● INSTRUCTIONS:
**1)** According to the LLVM change description, how many files does the change affect?
**2)** Copy out the LLVM change description from "In general, any" to "(modified) llvm/test/Transforms/InstCombine/assume.ll (+1-1)".

● TEXT SHOWN:
# # #
Author: None (goldsteinn)

Changes

Previously we only handled the L0 == R0 case if both L1 and R1
where constant.

We can get more out of the analysis using general constant ranges
instead.

For example, X u&gt; Y implies X != 0.

In general, any strict comparison on X implies that X is not equal
to the boundary value for the sign and constant ranges with/without
sign bits can be useful in deducing implications.


Full diff: https://github.com/llvm/llvm-project/pull/85557.diff

7 Files Affected:

  • (modified) llvm/lib/Analysis/ValueTracking.cpp (+44-17)
  • (modified) llvm/test/Transforms/InstCombine/assume.ll (+1-1)
  • (modified) llvm/test/Transforms/InstCombine/range-check.ll (+2-10)
  • (modified) llvm/test/Transforms/InstCombine/select.ll (+2-4)
  • (modified) llvm/test/Transforms/InstCombine/shift.ll (+3-4)
  • (modified) llvm/test/Transforms/LoopVectorize/X86/pr23997.ll (+3-4)
  • (modified) llvm/test/Transforms/NewGVN/pr35125.ll (+3-6)
diff --git a/llvm/lib/Analysis/ValueTracking.cpp b/llvm/lib/Analysis/ValueTracking.cpp
index edbeede910d7f7..b2846274a36e73 100644
--- a/llvm/lib/Analysis/ValueTracking.cpp
+++ b/llvm/lib/Analysis/ValueTracking.cpp
@@ -8499,20 +8499,20 @@ isImpliedCondMatchingOperands(CmpInst::Predicate LPred,
   return std::nullopt;
 }
 
-/// Return true if "icmp LPred X, LC" implies "icmp RPred X, RC" is true.
-/// Return false if "icmp LPred X, LC" implies "icmp RPred X, RC" is false.
+/// Return true if "icmp LPred X, LCR" implies "icmp RPred X, RCR" is true.
+/// Return false if "icmp LPred X, LCR" implies "icmp RPred X, RCR" is false.
 /// Otherwise, return std::nullopt if we can't infer anything.
-static std::optional<bool> isImpliedCondCommonOperandWithConstants(
-    CmpInst::Predicate LPred, const APInt &LC, CmpInst::Predicate RPred,
-    const APInt &RC) {
-  ConstantRange DomCR = ConstantRange::makeExactICmpRegion(LPred, LC);
-  ConstantRange CR = ConstantRange::makeExactICmpRegion(RPred, RC);
-  ConstantRange Intersection = DomCR.intersectWith(CR);
-  ConstantRange Difference = DomCR.difference(CR);
-  if (Intersection.isEmptySet())
# # #
● DATA SECTION:
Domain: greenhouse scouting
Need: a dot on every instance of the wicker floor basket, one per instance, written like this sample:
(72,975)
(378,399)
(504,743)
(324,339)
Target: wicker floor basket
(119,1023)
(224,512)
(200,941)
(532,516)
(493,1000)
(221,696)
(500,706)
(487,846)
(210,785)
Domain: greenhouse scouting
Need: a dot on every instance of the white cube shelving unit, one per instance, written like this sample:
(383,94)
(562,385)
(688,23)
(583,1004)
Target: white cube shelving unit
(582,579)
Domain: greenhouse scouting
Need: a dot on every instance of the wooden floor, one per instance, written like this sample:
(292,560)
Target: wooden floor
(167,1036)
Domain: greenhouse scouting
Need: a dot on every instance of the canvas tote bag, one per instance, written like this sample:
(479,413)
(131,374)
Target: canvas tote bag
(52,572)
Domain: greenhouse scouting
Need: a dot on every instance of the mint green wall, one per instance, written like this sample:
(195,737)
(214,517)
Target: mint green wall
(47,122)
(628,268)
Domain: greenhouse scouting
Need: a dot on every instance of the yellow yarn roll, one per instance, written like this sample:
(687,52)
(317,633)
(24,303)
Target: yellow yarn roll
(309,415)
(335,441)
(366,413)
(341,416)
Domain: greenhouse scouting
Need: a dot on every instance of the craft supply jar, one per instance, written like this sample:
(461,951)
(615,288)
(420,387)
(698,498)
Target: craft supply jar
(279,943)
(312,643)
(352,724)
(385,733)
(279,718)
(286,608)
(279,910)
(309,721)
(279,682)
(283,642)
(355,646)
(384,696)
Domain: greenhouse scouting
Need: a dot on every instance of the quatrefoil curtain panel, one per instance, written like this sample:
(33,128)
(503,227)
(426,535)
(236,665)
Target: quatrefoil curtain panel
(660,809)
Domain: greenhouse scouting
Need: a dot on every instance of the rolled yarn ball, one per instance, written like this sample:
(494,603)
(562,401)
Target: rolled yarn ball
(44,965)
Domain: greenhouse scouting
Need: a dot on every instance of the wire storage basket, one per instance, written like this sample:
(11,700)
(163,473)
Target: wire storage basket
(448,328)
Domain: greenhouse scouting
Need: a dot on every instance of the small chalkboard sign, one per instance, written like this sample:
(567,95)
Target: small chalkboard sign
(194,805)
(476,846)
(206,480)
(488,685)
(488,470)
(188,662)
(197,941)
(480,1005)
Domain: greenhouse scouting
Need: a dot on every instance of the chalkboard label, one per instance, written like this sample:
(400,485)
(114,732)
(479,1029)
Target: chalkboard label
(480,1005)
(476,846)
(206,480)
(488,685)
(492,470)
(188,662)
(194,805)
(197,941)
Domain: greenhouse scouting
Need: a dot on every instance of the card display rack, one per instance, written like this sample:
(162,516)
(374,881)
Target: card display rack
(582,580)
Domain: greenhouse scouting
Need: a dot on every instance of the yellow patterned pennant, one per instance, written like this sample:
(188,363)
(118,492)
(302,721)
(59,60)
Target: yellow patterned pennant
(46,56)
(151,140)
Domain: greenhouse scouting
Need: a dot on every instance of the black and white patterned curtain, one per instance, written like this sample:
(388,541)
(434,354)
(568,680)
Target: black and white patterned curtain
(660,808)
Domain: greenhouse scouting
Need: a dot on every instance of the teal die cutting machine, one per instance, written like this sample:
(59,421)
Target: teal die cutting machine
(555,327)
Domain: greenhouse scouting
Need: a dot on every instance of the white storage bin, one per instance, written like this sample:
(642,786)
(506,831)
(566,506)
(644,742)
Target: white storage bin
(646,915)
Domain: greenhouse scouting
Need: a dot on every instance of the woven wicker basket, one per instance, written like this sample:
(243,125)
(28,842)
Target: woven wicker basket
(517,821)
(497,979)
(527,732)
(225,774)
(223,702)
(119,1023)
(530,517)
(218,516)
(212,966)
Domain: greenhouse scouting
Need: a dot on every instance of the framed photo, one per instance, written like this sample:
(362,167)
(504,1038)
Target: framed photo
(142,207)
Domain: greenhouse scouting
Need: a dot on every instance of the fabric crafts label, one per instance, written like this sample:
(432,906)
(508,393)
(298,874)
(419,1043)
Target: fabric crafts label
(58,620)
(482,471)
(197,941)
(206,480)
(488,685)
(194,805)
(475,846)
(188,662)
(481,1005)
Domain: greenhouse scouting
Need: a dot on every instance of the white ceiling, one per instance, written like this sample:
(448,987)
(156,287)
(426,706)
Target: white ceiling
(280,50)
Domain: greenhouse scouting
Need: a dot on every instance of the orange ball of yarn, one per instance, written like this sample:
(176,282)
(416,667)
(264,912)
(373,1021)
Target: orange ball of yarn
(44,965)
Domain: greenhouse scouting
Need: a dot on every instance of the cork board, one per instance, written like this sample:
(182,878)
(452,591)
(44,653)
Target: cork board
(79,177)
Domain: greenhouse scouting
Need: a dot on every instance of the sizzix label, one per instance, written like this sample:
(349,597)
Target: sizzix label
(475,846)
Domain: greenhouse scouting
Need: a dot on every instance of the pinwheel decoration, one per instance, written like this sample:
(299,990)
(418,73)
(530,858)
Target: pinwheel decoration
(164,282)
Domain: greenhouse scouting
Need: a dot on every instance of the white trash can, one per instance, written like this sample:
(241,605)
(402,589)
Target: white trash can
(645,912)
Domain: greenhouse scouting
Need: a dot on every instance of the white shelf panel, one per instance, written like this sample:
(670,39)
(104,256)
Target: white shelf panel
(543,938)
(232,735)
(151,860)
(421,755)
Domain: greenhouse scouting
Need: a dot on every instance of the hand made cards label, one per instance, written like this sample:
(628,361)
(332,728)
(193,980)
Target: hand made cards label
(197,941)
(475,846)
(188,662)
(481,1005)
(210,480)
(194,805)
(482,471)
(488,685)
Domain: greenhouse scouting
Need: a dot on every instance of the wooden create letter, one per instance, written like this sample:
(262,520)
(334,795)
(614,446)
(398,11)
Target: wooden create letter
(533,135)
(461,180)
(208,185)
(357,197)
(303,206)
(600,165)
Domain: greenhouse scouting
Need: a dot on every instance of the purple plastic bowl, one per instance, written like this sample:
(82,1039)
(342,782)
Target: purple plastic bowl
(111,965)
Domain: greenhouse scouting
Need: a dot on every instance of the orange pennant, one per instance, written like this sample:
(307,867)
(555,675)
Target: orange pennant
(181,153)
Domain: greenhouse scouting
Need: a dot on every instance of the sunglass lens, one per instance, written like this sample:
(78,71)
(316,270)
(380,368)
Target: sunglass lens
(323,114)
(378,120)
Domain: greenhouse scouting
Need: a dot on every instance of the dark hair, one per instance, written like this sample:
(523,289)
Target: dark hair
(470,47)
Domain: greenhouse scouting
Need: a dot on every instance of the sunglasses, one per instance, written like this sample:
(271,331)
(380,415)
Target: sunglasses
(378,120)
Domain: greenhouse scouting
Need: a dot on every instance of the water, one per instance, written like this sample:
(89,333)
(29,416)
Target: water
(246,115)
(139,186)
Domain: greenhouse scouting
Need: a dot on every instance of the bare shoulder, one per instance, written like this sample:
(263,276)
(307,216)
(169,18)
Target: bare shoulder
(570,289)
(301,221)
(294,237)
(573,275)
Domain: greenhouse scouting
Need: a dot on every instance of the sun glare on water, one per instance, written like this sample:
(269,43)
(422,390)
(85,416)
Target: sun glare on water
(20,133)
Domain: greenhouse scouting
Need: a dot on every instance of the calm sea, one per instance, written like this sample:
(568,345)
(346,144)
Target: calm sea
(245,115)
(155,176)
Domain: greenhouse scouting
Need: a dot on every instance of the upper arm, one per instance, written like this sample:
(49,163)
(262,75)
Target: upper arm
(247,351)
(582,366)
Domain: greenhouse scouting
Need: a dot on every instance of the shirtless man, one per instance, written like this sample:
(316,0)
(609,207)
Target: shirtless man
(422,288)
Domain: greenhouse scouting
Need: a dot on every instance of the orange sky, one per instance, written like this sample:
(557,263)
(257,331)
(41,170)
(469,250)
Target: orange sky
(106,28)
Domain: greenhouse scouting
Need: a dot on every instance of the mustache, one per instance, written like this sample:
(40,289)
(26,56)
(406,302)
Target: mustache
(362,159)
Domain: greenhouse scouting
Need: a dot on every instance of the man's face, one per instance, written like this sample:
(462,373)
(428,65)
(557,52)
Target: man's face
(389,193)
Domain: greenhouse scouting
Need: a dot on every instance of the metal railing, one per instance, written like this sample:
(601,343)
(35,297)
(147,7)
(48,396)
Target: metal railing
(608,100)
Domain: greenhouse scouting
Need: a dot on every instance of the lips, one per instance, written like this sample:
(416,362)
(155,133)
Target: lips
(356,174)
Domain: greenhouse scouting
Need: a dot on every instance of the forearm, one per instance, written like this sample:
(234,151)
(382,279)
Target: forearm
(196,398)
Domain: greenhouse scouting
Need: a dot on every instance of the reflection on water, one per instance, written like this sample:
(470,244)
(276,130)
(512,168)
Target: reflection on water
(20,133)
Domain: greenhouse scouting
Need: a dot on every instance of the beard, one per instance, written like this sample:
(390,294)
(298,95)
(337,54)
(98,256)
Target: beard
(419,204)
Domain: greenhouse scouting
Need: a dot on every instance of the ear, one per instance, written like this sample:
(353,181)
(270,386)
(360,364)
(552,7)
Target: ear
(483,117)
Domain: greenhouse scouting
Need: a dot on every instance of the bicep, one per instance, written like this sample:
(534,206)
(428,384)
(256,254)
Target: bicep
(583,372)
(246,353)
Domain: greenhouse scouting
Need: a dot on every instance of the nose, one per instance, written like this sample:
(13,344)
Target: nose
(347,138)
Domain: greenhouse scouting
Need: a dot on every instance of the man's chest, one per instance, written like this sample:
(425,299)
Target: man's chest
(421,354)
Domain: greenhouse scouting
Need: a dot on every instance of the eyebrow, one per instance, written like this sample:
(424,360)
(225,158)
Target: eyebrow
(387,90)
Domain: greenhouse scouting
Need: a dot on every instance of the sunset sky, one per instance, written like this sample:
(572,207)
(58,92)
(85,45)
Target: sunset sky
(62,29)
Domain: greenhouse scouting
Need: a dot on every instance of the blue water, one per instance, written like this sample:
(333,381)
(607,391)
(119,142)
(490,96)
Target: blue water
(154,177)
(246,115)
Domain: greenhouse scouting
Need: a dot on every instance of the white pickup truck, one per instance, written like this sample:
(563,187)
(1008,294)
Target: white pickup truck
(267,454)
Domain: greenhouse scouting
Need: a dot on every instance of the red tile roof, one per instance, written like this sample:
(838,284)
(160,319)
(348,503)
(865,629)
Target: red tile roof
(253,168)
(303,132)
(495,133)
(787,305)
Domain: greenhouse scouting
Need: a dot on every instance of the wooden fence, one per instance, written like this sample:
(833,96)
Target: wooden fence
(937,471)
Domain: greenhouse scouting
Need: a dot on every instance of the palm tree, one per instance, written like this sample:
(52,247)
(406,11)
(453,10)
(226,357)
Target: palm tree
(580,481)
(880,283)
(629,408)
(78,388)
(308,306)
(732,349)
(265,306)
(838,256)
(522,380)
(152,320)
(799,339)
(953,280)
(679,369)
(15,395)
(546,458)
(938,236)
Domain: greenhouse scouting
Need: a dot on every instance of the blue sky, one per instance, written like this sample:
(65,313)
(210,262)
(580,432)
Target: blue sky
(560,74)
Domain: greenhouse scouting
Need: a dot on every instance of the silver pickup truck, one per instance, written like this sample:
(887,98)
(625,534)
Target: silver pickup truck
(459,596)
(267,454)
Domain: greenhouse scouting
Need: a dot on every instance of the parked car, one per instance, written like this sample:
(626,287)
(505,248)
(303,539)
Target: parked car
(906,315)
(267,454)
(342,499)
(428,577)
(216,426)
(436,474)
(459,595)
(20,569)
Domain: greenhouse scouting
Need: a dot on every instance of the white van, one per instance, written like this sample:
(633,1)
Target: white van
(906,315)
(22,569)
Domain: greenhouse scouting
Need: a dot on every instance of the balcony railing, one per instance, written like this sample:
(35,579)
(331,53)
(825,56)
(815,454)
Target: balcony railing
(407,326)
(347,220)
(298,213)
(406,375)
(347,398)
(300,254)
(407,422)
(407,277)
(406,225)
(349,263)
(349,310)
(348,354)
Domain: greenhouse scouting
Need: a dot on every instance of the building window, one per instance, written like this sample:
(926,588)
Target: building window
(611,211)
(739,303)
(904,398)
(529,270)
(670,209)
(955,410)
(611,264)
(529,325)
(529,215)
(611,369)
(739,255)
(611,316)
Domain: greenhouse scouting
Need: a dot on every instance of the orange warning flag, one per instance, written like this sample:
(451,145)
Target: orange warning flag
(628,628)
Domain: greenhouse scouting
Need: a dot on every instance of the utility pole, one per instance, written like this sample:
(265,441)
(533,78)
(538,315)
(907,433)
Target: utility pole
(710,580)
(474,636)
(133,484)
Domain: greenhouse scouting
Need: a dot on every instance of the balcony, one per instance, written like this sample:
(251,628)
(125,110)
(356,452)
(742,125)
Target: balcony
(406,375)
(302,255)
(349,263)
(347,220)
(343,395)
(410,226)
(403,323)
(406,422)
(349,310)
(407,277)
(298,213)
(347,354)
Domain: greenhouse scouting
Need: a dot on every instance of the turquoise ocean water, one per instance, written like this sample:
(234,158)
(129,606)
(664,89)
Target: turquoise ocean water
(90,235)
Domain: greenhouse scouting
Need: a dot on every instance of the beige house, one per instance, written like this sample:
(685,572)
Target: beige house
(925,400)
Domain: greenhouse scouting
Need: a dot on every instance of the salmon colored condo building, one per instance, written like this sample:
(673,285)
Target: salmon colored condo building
# # #
● PROBLEM SOLUTIONS:
**1)** Seven files.

**2)**
In general, any strict comparison on X implies that X is not equal
to the boundary value for the sign and constant ranges with/without
sign bits can be useful in deducing implications.


Full diff: https://github.com/llvm/llvm-project/pull/85557.diff

7 Files Affected:

  • (modified) llvm/lib/Analysis/ValueTracking.cpp (+44-17)
  • (modified) llvm/test/Transforms/InstCombine/assume.ll (+1-1)